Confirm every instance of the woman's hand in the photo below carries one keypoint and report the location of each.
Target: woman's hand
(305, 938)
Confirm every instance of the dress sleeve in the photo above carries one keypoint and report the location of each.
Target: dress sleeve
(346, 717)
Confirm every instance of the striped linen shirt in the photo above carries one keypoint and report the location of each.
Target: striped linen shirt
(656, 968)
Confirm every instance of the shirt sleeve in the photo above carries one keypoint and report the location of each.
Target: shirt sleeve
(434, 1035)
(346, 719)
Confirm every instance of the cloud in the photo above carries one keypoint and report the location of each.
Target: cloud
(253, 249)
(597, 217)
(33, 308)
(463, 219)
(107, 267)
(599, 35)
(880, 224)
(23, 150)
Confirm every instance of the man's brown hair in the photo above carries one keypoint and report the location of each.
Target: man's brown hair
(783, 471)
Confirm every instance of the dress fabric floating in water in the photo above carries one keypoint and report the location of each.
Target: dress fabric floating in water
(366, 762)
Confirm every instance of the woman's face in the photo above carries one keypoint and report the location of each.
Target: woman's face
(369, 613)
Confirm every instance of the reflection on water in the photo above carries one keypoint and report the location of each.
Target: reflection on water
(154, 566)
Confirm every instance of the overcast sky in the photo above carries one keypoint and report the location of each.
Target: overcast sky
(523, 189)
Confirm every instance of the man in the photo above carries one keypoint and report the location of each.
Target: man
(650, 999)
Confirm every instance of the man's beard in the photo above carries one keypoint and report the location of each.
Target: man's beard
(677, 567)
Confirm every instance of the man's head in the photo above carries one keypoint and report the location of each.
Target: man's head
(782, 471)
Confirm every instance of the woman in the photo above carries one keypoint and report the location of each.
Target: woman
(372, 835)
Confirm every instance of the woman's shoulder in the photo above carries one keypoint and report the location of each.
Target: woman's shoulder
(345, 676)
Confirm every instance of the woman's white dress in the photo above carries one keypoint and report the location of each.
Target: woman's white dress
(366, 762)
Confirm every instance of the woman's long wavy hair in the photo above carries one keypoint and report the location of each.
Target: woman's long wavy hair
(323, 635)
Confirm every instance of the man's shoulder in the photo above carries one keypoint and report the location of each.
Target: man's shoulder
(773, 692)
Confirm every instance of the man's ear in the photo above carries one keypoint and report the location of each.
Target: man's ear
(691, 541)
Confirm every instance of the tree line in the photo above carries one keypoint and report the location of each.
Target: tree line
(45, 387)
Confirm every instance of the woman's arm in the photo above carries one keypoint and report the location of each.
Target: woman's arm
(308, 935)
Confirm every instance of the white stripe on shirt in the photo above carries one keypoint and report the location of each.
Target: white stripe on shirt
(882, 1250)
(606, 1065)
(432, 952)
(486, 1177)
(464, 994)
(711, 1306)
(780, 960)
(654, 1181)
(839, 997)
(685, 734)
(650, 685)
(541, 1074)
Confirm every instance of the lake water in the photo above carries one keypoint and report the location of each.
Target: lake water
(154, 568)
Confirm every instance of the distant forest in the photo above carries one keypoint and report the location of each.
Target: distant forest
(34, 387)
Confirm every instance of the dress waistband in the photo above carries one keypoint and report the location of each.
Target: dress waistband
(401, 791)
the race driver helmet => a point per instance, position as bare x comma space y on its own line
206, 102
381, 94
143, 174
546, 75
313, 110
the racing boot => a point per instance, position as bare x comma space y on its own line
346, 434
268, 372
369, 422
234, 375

THE REQUEST >> Copy only this span: the line that contains "Confirm every instance of the distant", the last line, and every line between them.

SOLUTION >>
Confirm every instance of the distant forest in the photo above carries one keypoint and report the location of each.
Target: distant forest
(34, 387)
Confirm every instance of the dress waistband in the photo above carries one keypoint and report the location of each.
Target: dress waistband
(401, 791)
the race driver helmet => a point per instance, position as bare x comma space y on its own line
206, 102
381, 94
143, 174
546, 75
313, 110
the racing boot => a point per instance, position as bare x comma space y on its own line
346, 434
268, 372
369, 422
234, 375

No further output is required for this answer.